- [TASK TO COMPLETE]: Locate each line in the records below that contains the word "white" and copy those lines in full.

- [RECORDS FOR PROCESSING]:
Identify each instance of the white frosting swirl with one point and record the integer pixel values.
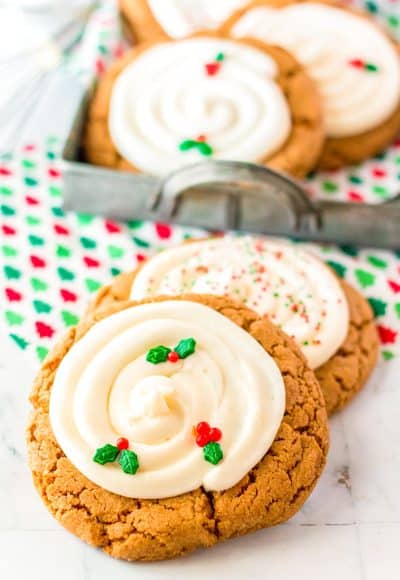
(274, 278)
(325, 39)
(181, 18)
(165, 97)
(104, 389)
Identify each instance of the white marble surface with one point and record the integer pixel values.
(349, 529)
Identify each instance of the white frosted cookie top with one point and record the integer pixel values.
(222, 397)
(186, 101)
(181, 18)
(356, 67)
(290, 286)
---
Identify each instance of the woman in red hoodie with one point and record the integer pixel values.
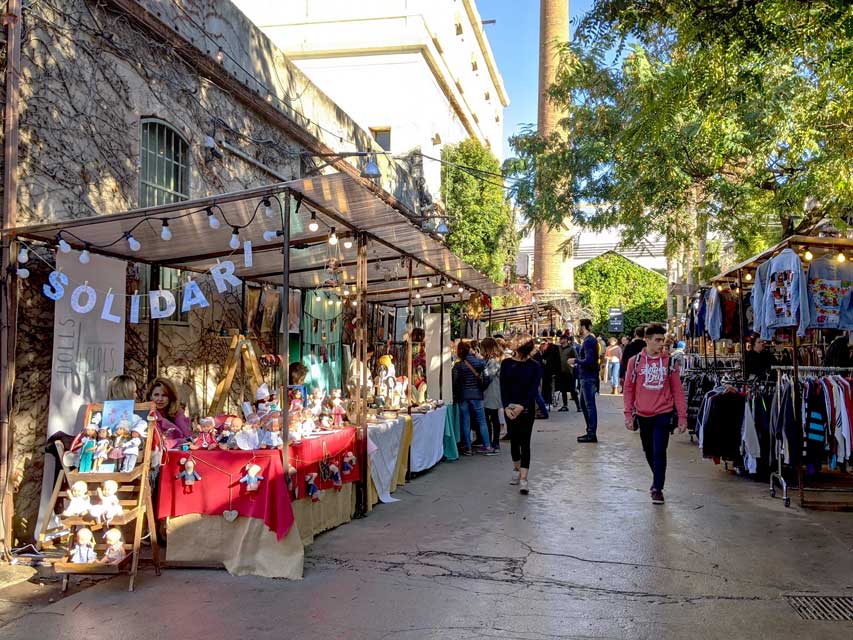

- [RESULT FOR THIS TASK]:
Identify each instance of the white frosting swirl with one point and record the integer pixel values.
Identify each instance of the white marble surface with one point and record the integer pixel values.
Identify each instance of the white frosted cookie top with one point and record the integer pixel values.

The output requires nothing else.